BEGIN

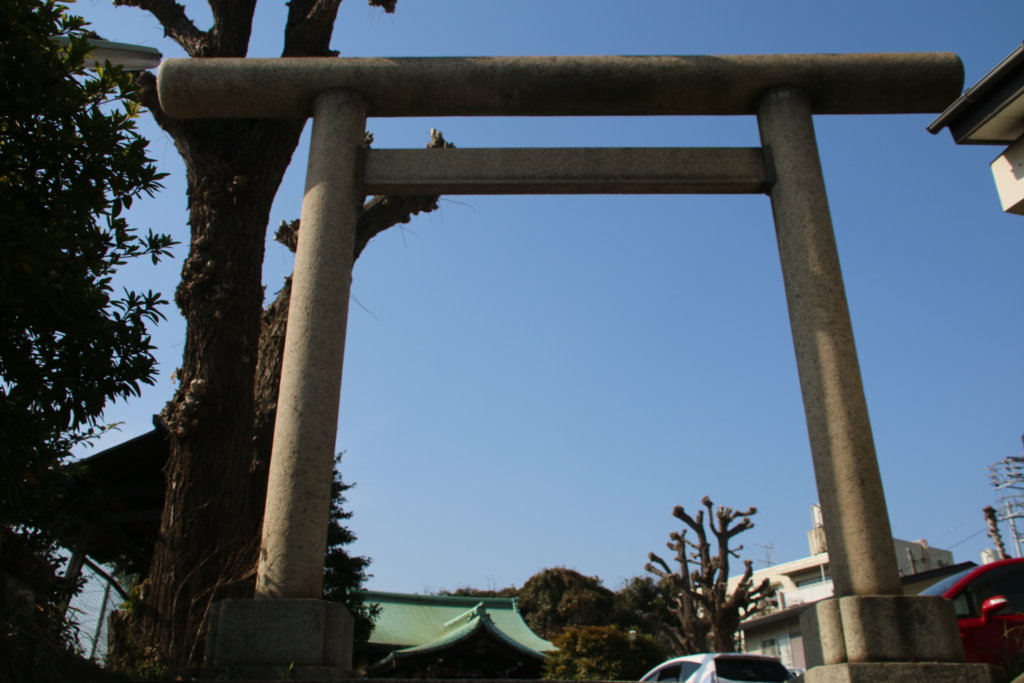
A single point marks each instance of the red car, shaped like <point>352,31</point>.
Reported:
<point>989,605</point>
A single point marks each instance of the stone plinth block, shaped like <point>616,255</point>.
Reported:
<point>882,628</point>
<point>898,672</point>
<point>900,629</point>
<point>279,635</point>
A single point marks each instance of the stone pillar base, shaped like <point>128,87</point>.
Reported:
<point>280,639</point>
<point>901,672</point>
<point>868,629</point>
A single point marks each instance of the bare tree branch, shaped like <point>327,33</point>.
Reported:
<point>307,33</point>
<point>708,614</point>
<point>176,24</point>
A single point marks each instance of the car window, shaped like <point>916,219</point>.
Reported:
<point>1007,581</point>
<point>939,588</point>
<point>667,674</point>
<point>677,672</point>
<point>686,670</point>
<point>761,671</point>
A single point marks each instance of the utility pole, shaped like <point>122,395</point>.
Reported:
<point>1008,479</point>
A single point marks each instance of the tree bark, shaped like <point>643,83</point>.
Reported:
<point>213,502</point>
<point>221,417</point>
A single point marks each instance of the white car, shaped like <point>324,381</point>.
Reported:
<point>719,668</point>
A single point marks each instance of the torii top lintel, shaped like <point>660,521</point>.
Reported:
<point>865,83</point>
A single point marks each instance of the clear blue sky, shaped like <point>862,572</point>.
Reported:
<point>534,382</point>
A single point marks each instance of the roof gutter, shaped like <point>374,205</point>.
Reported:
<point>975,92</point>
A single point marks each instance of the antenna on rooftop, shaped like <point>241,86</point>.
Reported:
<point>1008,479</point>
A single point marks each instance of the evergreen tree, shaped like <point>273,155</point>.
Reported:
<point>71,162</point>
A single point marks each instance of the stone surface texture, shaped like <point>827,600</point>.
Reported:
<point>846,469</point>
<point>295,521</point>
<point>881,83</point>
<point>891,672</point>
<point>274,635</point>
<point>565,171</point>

END
BEGIN

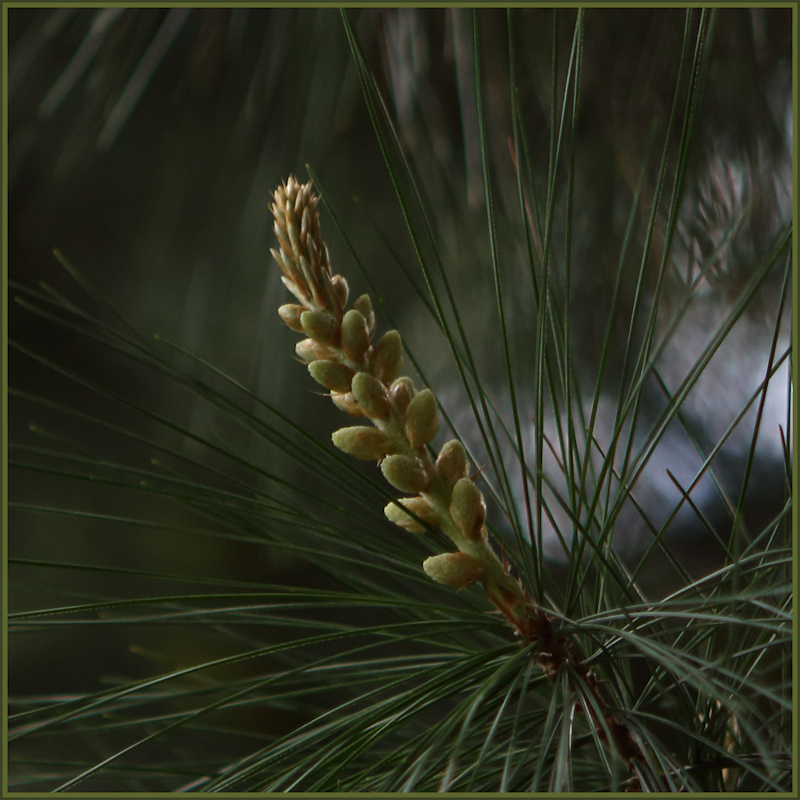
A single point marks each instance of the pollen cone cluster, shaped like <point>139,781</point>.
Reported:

END
BEGIN

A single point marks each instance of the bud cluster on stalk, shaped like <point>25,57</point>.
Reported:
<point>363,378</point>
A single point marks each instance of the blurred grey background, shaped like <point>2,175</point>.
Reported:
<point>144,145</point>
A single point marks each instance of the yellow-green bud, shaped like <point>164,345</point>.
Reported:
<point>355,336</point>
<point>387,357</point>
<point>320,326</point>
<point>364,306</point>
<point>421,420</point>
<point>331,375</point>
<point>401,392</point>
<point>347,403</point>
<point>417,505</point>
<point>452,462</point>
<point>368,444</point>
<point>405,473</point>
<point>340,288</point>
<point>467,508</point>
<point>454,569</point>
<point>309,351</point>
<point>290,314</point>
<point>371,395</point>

END

— TASK STATEMENT —
Scan the data above for the string "cluster". Copy every line in which it appears.

— ANSWER SECTION —
A single point marks each instance of the pollen cone cluster, shaped like <point>139,781</point>.
A single point marks each instance of the bud cluster on stalk, shaped like <point>25,57</point>.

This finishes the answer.